Would you extract the whole listing below and retype it exactly?

-=-=-

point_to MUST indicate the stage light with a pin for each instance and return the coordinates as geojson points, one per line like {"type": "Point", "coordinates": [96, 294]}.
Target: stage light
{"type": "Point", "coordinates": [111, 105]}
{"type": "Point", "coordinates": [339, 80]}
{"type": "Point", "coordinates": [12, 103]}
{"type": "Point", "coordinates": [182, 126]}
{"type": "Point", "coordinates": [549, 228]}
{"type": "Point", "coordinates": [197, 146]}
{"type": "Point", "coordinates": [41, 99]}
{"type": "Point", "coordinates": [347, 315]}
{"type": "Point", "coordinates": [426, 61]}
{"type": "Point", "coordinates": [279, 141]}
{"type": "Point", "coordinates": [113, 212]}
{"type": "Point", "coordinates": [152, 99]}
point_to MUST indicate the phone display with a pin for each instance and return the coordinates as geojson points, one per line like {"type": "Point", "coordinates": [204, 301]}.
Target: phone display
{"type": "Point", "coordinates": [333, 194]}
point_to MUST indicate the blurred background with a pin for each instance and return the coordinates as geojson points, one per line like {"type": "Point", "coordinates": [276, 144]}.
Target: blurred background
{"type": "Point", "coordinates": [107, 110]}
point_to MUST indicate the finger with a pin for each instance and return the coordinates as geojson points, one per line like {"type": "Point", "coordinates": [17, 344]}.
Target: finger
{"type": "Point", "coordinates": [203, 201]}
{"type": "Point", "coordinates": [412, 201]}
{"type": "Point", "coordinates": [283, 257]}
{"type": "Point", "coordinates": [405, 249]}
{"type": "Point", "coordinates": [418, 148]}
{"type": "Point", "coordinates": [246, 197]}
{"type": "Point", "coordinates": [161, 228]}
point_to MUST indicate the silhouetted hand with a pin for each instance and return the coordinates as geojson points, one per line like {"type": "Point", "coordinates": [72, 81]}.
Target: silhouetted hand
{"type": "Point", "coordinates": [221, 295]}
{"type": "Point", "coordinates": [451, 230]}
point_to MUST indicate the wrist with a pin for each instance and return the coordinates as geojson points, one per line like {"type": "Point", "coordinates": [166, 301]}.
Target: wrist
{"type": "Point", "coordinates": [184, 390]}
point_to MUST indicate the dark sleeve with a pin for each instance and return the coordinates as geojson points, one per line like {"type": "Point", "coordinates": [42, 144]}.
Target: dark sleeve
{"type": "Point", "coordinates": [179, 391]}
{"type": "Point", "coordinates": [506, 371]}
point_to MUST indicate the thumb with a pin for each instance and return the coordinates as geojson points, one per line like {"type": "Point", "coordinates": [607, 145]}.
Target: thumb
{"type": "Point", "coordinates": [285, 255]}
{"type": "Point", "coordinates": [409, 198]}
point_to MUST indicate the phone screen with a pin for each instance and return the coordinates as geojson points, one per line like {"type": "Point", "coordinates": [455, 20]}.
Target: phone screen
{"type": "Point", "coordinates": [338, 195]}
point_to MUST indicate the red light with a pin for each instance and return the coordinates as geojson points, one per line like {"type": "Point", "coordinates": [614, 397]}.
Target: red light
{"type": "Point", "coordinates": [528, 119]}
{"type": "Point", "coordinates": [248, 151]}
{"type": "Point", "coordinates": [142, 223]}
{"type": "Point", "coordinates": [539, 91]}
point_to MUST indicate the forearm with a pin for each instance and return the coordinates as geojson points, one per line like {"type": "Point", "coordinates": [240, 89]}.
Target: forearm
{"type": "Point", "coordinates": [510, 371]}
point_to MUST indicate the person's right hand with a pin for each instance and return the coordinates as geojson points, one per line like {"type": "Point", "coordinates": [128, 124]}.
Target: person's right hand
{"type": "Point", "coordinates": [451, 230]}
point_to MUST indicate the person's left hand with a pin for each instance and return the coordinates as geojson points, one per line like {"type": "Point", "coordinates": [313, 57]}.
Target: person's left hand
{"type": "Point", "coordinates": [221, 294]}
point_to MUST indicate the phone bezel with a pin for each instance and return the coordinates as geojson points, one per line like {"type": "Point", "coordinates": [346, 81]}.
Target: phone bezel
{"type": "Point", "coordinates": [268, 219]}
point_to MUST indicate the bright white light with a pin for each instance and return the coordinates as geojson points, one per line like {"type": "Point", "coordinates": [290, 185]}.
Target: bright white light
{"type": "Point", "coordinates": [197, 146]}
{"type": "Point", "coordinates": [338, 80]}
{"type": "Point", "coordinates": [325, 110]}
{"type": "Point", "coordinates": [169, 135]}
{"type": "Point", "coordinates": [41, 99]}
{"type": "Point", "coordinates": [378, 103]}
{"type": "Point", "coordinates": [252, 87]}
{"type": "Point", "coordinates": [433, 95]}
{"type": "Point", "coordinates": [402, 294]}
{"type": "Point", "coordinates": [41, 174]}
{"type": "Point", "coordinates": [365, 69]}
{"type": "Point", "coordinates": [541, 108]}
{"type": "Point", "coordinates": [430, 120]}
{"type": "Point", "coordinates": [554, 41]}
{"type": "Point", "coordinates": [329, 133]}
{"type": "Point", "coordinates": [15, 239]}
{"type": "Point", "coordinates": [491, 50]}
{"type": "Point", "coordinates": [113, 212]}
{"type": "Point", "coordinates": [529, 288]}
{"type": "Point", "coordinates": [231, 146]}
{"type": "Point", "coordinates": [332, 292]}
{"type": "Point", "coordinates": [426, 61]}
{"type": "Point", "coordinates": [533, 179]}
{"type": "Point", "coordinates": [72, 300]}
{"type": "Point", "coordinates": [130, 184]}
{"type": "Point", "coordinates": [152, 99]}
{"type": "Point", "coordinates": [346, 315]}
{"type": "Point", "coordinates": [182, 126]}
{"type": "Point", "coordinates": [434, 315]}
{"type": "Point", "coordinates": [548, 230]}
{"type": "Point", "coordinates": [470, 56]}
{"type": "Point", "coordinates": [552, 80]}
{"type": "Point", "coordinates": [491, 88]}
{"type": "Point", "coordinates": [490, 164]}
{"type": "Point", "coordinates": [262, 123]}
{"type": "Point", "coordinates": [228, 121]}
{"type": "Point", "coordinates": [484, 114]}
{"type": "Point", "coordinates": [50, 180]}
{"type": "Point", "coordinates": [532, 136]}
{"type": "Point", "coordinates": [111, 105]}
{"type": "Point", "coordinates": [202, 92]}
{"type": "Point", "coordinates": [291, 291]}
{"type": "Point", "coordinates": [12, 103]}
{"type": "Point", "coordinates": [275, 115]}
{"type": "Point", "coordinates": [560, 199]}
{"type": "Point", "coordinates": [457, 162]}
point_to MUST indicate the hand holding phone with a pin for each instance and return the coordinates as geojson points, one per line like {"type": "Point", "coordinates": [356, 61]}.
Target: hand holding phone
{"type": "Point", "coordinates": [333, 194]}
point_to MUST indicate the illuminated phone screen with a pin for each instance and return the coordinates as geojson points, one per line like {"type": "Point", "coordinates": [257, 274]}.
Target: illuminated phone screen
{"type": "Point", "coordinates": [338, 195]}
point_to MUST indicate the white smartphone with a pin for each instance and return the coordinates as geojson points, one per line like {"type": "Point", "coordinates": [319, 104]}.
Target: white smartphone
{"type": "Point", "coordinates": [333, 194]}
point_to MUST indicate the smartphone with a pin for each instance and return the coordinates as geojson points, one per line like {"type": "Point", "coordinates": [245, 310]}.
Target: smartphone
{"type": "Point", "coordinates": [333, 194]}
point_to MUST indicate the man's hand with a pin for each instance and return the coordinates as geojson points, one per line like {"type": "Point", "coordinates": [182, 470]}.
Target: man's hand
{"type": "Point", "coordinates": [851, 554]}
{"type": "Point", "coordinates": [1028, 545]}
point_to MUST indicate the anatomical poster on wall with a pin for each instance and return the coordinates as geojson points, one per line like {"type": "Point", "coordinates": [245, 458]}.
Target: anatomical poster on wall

-=-=-

REPLY TO THE TASK -
point_to MUST indicate the stage light with a pin for each instance and return the coordinates as geojson points, one per line like {"type": "Point", "coordinates": [96, 294]}.
Target: stage light
{"type": "Point", "coordinates": [111, 105]}
{"type": "Point", "coordinates": [339, 80]}
{"type": "Point", "coordinates": [12, 103]}
{"type": "Point", "coordinates": [182, 126]}
{"type": "Point", "coordinates": [549, 228]}
{"type": "Point", "coordinates": [197, 146]}
{"type": "Point", "coordinates": [41, 99]}
{"type": "Point", "coordinates": [347, 315]}
{"type": "Point", "coordinates": [426, 61]}
{"type": "Point", "coordinates": [279, 141]}
{"type": "Point", "coordinates": [113, 212]}
{"type": "Point", "coordinates": [152, 99]}
point_to MUST indicate the phone display with a pin for each instance and return the coordinates as geojson points, one per line like {"type": "Point", "coordinates": [204, 301]}.
Target: phone display
{"type": "Point", "coordinates": [333, 194]}
point_to MUST indicate the blurred background with a pin for each instance and return the coordinates as geojson points, one per line like {"type": "Point", "coordinates": [276, 144]}.
Target: blurred background
{"type": "Point", "coordinates": [107, 110]}
point_to MUST indicate the finger with a pin for each instance and return the coordinates as geojson points, one per line like {"type": "Point", "coordinates": [17, 344]}.
Target: finger
{"type": "Point", "coordinates": [203, 201]}
{"type": "Point", "coordinates": [412, 201]}
{"type": "Point", "coordinates": [283, 257]}
{"type": "Point", "coordinates": [405, 249]}
{"type": "Point", "coordinates": [418, 148]}
{"type": "Point", "coordinates": [246, 197]}
{"type": "Point", "coordinates": [161, 228]}
point_to MUST indicate the silhouetted hand with a pin for each instance and return the coordinates as geojson points, one per line like {"type": "Point", "coordinates": [72, 81]}.
Target: silhouetted hand
{"type": "Point", "coordinates": [221, 295]}
{"type": "Point", "coordinates": [451, 230]}
point_to MUST indicate the wrist with a pin for each instance and return the coordinates as geojson points, one per line like {"type": "Point", "coordinates": [166, 301]}.
Target: wrist
{"type": "Point", "coordinates": [184, 390]}
point_to MUST indicate the dark sleeve with a pin for each instance and return the coordinates as geojson points, one per line like {"type": "Point", "coordinates": [42, 144]}.
Target: dark sleeve
{"type": "Point", "coordinates": [179, 391]}
{"type": "Point", "coordinates": [506, 371]}
point_to MUST indicate the thumb with a pin for each instance and return the coordinates as geojson points, one per line like {"type": "Point", "coordinates": [607, 145]}.
Target: thumb
{"type": "Point", "coordinates": [285, 255]}
{"type": "Point", "coordinates": [409, 198]}
point_to MUST indicate the phone screen with a pin for each instance and return the coordinates as geojson points, one per line like {"type": "Point", "coordinates": [455, 20]}.
Target: phone screen
{"type": "Point", "coordinates": [338, 195]}
point_to MUST indicate the red light with a pin for each instance and return the coordinates as geojson points, one per line like {"type": "Point", "coordinates": [614, 397]}.
Target: red light
{"type": "Point", "coordinates": [528, 119]}
{"type": "Point", "coordinates": [248, 151]}
{"type": "Point", "coordinates": [142, 223]}
{"type": "Point", "coordinates": [539, 91]}
point_to MUST indicate the forearm with a pin for each instance and return the coordinates as geojson points, one per line like {"type": "Point", "coordinates": [240, 89]}.
Target: forearm
{"type": "Point", "coordinates": [510, 371]}
point_to MUST indicate the person's right hand with a pin for each instance and return the coordinates as geojson points, one per line like {"type": "Point", "coordinates": [128, 124]}.
Target: person's right hand
{"type": "Point", "coordinates": [451, 230]}
point_to MUST indicate the person's left hand with a pin for each instance and return the coordinates as geojson points, one per line like {"type": "Point", "coordinates": [313, 57]}.
Target: person's left hand
{"type": "Point", "coordinates": [221, 294]}
point_to MUST indicate the phone bezel with a pin for each instance and return the coordinates as geojson points, one per line like {"type": "Point", "coordinates": [346, 81]}.
Target: phone bezel
{"type": "Point", "coordinates": [268, 219]}
point_to MUST indicate the bright white light with a pin for each instance and return the coordinates as geojson points, one per line like {"type": "Point", "coordinates": [290, 185]}.
Target: bright white light
{"type": "Point", "coordinates": [197, 146]}
{"type": "Point", "coordinates": [338, 80]}
{"type": "Point", "coordinates": [325, 110]}
{"type": "Point", "coordinates": [169, 135]}
{"type": "Point", "coordinates": [41, 99]}
{"type": "Point", "coordinates": [378, 103]}
{"type": "Point", "coordinates": [252, 87]}
{"type": "Point", "coordinates": [433, 95]}
{"type": "Point", "coordinates": [402, 294]}
{"type": "Point", "coordinates": [41, 174]}
{"type": "Point", "coordinates": [365, 69]}
{"type": "Point", "coordinates": [541, 108]}
{"type": "Point", "coordinates": [430, 120]}
{"type": "Point", "coordinates": [554, 41]}
{"type": "Point", "coordinates": [329, 133]}
{"type": "Point", "coordinates": [15, 239]}
{"type": "Point", "coordinates": [491, 50]}
{"type": "Point", "coordinates": [113, 212]}
{"type": "Point", "coordinates": [529, 288]}
{"type": "Point", "coordinates": [231, 146]}
{"type": "Point", "coordinates": [332, 292]}
{"type": "Point", "coordinates": [426, 61]}
{"type": "Point", "coordinates": [533, 179]}
{"type": "Point", "coordinates": [72, 300]}
{"type": "Point", "coordinates": [130, 184]}
{"type": "Point", "coordinates": [152, 99]}
{"type": "Point", "coordinates": [346, 315]}
{"type": "Point", "coordinates": [182, 126]}
{"type": "Point", "coordinates": [434, 315]}
{"type": "Point", "coordinates": [548, 230]}
{"type": "Point", "coordinates": [470, 56]}
{"type": "Point", "coordinates": [552, 80]}
{"type": "Point", "coordinates": [491, 88]}
{"type": "Point", "coordinates": [490, 164]}
{"type": "Point", "coordinates": [262, 123]}
{"type": "Point", "coordinates": [228, 121]}
{"type": "Point", "coordinates": [484, 114]}
{"type": "Point", "coordinates": [50, 180]}
{"type": "Point", "coordinates": [532, 136]}
{"type": "Point", "coordinates": [111, 105]}
{"type": "Point", "coordinates": [202, 92]}
{"type": "Point", "coordinates": [291, 291]}
{"type": "Point", "coordinates": [12, 103]}
{"type": "Point", "coordinates": [275, 115]}
{"type": "Point", "coordinates": [560, 199]}
{"type": "Point", "coordinates": [457, 162]}
point_to MUST indicate the hand holding phone with a pin for each instance and return the coordinates as geojson points, one per line like {"type": "Point", "coordinates": [356, 61]}.
Target: hand holding phone
{"type": "Point", "coordinates": [333, 194]}
point_to MUST indicate the illuminated phone screen with a pin for each instance and return the coordinates as geojson points, one per line like {"type": "Point", "coordinates": [257, 274]}.
Target: illuminated phone screen
{"type": "Point", "coordinates": [338, 195]}
point_to MUST indicate the white smartphone with a pin for each instance and return the coordinates as geojson points, one per line like {"type": "Point", "coordinates": [319, 104]}.
Target: white smartphone
{"type": "Point", "coordinates": [333, 194]}
point_to MUST indicate the smartphone with a pin for each instance and return the coordinates as geojson points, one per line like {"type": "Point", "coordinates": [245, 310]}.
Target: smartphone
{"type": "Point", "coordinates": [333, 194]}
point_to MUST indicate the man's hand with a pin for each instance and return the coordinates as geojson points, one per line like {"type": "Point", "coordinates": [182, 470]}.
Target: man's hand
{"type": "Point", "coordinates": [851, 554]}
{"type": "Point", "coordinates": [1028, 545]}
point_to MUST indicate the anatomical poster on wall with a pin for each instance and return the coordinates as geojson points, one per line like {"type": "Point", "coordinates": [245, 458]}.
Target: anatomical poster on wall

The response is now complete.